### KUTIPAN TEKS
· · · · ·

Semarang, Idola 92.6 FM – Majelis Kehormatan Mahkamah Konstitusi (MKMK) Selasa (07/11) lalu, dalam amar putusannya memutuskan bahwa hakim konstitusi Anwar Usman terbukti melanggar etik berat terkait konflik kepentingan dalam putusan MK soal syarat minimal usia capres-cawapres.
Ketua MKMK, Jimly Ashhiddiqie, dalam amar putusan menjatuhkan sanksi pemberhentian Anwar Usman dari jabatan Ketua MK. Selain itu, Anwar Usman juga tak bisa ikut memeriksa perkara terkait gugatan batas usia capres-cawapres yang diajukan oleh mahasiswa Fakultas Hukum Universitas Nahdlatul Ulama Indonesia (UNUSIA).

· · · · ·

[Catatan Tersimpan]
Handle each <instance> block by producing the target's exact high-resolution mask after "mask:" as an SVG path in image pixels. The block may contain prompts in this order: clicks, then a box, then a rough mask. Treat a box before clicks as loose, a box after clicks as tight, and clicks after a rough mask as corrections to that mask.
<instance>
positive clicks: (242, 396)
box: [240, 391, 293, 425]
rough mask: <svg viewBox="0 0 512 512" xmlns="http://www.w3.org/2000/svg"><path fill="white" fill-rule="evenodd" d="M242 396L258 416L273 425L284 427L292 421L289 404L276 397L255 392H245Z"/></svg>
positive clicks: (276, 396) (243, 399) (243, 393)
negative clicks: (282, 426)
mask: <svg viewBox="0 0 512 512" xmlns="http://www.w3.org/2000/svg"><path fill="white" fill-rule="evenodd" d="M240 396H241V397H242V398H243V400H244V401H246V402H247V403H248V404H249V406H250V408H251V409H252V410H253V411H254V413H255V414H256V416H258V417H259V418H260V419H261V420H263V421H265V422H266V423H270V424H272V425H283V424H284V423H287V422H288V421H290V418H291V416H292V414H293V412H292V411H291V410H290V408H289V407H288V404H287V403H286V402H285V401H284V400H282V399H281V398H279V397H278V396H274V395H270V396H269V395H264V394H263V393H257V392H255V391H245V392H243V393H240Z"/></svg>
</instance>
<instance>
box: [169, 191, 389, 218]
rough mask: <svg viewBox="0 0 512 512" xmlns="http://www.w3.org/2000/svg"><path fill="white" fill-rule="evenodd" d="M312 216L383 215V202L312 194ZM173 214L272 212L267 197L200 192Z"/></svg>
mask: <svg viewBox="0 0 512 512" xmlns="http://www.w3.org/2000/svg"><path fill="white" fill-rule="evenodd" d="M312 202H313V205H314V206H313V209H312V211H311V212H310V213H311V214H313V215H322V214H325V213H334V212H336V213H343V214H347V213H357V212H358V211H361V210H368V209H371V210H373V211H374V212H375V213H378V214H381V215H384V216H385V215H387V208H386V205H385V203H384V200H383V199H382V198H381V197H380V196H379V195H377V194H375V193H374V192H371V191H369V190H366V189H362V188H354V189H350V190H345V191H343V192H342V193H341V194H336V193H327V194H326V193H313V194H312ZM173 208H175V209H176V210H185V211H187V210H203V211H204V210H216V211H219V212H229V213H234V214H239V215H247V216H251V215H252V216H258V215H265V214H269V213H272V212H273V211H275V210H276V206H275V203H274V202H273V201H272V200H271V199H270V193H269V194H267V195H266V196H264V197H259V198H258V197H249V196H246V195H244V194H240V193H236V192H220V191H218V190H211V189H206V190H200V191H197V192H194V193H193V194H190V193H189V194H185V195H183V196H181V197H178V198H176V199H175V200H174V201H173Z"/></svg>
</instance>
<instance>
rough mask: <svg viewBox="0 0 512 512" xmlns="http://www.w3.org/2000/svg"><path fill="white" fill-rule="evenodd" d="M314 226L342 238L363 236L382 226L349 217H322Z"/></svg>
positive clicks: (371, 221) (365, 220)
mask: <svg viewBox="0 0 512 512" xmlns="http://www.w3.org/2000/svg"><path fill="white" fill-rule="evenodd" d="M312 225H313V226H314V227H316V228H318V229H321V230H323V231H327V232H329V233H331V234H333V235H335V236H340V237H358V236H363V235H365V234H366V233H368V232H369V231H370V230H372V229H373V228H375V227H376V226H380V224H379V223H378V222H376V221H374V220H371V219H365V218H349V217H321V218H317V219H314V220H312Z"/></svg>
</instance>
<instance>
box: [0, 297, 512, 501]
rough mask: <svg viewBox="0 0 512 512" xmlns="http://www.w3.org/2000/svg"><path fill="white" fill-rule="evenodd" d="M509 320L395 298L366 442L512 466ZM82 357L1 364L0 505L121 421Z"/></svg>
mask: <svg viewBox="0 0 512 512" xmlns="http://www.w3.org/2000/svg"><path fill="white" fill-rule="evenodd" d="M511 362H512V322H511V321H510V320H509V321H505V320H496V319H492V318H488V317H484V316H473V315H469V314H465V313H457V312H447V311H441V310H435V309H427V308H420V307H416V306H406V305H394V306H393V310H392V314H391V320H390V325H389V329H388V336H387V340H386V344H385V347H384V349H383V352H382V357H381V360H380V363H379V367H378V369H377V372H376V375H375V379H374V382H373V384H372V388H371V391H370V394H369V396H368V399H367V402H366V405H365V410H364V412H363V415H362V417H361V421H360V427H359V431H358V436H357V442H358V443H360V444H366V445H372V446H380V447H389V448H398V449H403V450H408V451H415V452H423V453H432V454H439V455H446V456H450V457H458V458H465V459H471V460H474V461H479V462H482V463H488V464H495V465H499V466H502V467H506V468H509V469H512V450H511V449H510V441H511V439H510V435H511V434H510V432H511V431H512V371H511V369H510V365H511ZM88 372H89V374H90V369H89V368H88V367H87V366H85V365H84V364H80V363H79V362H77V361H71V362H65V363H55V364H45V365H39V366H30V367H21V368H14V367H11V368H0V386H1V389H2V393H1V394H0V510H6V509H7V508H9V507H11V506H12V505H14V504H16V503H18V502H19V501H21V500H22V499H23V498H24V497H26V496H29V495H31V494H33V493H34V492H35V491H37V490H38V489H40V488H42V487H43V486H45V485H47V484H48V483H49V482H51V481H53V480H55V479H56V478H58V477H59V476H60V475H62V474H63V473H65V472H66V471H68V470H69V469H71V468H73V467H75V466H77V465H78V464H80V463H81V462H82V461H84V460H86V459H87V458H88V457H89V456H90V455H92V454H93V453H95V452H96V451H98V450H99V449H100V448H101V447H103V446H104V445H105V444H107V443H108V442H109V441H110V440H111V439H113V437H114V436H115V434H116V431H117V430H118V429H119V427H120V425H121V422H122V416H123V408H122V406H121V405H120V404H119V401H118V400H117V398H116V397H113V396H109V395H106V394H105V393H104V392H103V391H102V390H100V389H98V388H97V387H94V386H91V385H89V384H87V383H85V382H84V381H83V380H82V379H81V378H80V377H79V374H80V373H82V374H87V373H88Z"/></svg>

· · · · ·

### TUGAS KERJA A
Jawab pertanyaan berikut berdasarkan berita tentang putusan MKMK.
(i) Hakim konstitusi siapa yang dinyatakan terbukti melanggar etik berat?
(ii) Siapa Ketua MKMK?
(iii) Gugatan batas usia capres-cawapres diajukan oleh mahasiswa fakultas dan universitas apa?
### TUGAS KERJA B
Perbarui catatan dari baris yang memuat "396L258 416L273 425L284" sampai baris yang memuat "positive clicks: (276, 396)" dengan mengganti "positive clicks" menjadi "foreground clicks", lalu tuliskan baris-baris itu saja.

### JAWABAN TUGAS A
(i) Anwar Usman
(ii) Jimly Ashhiddiqie
(iii) Fakultas Hukum Universitas Nahdlatul Ulama Indonesia (UNUSIA)

### JAWABAN TUGAS B
rough mask: <svg viewBox="0 0 512 512" xmlns="http://www.w3.org/2000/svg"><path fill="white" fill-rule="evenodd" d="M242 396L258 416L273 425L284 427L292 421L289 404L276 397L255 392H245Z"/></svg>
foreground clicks: (276, 396) (243, 399) (243, 393)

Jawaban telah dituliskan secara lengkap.